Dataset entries

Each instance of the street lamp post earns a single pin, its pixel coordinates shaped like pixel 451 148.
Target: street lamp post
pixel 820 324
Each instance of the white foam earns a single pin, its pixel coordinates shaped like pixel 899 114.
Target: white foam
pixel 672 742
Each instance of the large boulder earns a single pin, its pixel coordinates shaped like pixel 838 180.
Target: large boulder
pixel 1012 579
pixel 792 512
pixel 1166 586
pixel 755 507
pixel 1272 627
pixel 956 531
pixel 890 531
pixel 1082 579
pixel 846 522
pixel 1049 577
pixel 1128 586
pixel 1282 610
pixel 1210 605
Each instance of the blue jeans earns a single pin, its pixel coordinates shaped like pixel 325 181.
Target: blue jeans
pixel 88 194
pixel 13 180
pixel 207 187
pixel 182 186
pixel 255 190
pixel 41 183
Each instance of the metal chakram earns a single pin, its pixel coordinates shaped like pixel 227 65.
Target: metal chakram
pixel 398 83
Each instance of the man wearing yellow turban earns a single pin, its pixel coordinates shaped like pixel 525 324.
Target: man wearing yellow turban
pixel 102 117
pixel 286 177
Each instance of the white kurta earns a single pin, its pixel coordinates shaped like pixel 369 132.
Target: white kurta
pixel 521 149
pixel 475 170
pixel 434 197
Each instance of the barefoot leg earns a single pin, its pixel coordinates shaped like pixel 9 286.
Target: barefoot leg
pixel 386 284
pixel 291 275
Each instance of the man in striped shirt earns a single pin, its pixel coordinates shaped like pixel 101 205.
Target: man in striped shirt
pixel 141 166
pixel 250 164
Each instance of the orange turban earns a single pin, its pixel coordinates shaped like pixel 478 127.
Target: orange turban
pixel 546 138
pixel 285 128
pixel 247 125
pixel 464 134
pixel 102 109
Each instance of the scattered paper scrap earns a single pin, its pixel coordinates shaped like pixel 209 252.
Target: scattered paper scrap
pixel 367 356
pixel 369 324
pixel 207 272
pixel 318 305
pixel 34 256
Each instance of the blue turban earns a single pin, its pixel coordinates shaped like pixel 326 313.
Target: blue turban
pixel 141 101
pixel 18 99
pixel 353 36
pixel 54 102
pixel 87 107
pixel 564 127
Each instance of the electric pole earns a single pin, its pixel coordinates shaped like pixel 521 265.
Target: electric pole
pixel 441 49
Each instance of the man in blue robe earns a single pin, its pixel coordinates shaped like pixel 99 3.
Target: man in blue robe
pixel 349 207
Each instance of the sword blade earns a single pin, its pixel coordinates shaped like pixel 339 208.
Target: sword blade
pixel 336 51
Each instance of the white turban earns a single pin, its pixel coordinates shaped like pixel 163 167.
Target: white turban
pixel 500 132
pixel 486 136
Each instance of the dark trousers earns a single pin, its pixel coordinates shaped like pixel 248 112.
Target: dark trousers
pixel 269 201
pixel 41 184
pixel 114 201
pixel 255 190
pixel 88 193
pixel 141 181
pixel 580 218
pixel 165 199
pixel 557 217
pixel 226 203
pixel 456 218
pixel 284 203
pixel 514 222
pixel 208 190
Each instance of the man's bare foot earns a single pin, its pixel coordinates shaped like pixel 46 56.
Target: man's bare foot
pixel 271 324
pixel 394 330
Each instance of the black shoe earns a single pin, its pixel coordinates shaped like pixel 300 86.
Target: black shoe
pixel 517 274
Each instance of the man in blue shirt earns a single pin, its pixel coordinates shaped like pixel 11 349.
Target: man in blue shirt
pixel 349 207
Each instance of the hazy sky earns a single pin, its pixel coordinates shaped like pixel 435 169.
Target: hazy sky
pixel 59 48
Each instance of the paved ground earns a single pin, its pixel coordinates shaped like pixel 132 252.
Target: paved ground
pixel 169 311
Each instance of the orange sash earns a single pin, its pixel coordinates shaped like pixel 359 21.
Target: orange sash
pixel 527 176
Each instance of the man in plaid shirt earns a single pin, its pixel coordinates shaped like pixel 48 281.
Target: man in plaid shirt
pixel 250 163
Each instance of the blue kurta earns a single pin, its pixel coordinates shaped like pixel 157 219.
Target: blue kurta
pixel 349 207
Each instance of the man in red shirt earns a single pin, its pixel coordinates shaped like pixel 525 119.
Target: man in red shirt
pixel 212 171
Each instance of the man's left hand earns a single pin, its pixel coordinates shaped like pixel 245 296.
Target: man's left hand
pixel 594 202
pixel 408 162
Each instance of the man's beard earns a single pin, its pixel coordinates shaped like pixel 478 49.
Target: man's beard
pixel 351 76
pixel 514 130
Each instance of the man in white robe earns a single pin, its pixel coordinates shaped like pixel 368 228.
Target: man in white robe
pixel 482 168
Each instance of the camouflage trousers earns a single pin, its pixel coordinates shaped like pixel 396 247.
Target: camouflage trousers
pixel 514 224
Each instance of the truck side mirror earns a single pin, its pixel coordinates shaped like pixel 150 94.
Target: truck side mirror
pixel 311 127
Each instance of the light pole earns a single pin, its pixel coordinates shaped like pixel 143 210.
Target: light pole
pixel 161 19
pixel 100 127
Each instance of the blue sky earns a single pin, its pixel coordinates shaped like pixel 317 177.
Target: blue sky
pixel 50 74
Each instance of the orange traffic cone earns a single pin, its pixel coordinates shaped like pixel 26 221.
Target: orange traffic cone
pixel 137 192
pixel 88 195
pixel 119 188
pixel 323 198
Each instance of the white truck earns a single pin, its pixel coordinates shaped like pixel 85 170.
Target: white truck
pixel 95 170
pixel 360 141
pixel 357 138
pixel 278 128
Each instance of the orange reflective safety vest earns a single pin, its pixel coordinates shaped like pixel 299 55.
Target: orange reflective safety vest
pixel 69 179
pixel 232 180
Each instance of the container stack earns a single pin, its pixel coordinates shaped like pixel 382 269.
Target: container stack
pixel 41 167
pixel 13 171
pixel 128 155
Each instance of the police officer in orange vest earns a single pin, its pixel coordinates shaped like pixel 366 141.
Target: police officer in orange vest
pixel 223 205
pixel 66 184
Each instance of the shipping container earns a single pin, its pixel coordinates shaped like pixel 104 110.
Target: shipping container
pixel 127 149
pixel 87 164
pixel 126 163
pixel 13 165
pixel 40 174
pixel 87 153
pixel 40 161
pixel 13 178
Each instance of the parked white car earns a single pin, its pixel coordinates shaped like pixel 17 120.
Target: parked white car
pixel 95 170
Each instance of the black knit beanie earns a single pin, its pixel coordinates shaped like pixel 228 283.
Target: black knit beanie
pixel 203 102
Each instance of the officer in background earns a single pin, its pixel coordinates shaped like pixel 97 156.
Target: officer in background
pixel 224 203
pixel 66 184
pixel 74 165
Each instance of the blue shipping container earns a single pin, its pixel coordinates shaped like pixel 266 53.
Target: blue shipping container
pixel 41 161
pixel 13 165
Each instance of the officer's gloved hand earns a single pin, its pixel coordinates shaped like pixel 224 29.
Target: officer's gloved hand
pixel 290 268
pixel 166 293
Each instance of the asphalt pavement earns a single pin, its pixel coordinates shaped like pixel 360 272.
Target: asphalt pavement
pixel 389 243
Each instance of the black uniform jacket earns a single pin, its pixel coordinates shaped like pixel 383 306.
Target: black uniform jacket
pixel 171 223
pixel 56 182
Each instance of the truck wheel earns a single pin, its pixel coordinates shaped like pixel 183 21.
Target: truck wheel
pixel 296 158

> **Work required**: Repeat the line that contains "Each instance of the shipping", then every line after it until the records end, with nothing added.

> **Final result**:
Each instance of the shipping container earns a single pin, its pixel coordinates shaped like pixel 104 110.
Target: shipping container
pixel 127 149
pixel 87 164
pixel 126 163
pixel 13 165
pixel 40 174
pixel 87 153
pixel 40 161
pixel 13 178
Each instance of the parked white car earns a single pin, its pixel coordinates shaped like pixel 17 120.
Target: parked white car
pixel 95 170
Each instance of the black knit beanie earns a single pin, its pixel coordinates shaped like pixel 228 283.
Target: black knit beanie
pixel 203 102
Each instance of the officer in background earns a single pin, its pixel coordinates shaped like pixel 97 156.
Target: officer in background
pixel 224 203
pixel 66 184
pixel 74 165
Each instance of the blue shipping container earns a single pin, its pixel coordinates shaped like pixel 266 53.
Target: blue shipping container
pixel 41 161
pixel 13 165
Each instance of the officer's gloved hand earns a single pin, its pixel coordinates shaped like pixel 224 29.
Target: officer's gloved hand
pixel 290 268
pixel 166 293
Each instance of the asphalt pavement earns a single pin, its pixel coordinates shaped like pixel 360 272.
Target: asphalt pavement
pixel 389 243
Each instance of the black uniform jacket earns a single pin, its pixel coordinates shaped like pixel 383 306.
Target: black uniform jacket
pixel 171 223
pixel 56 182
Each instance of the truck wheel earns a single pin, its pixel coordinates shaped like pixel 183 21.
Target: truck wheel
pixel 296 158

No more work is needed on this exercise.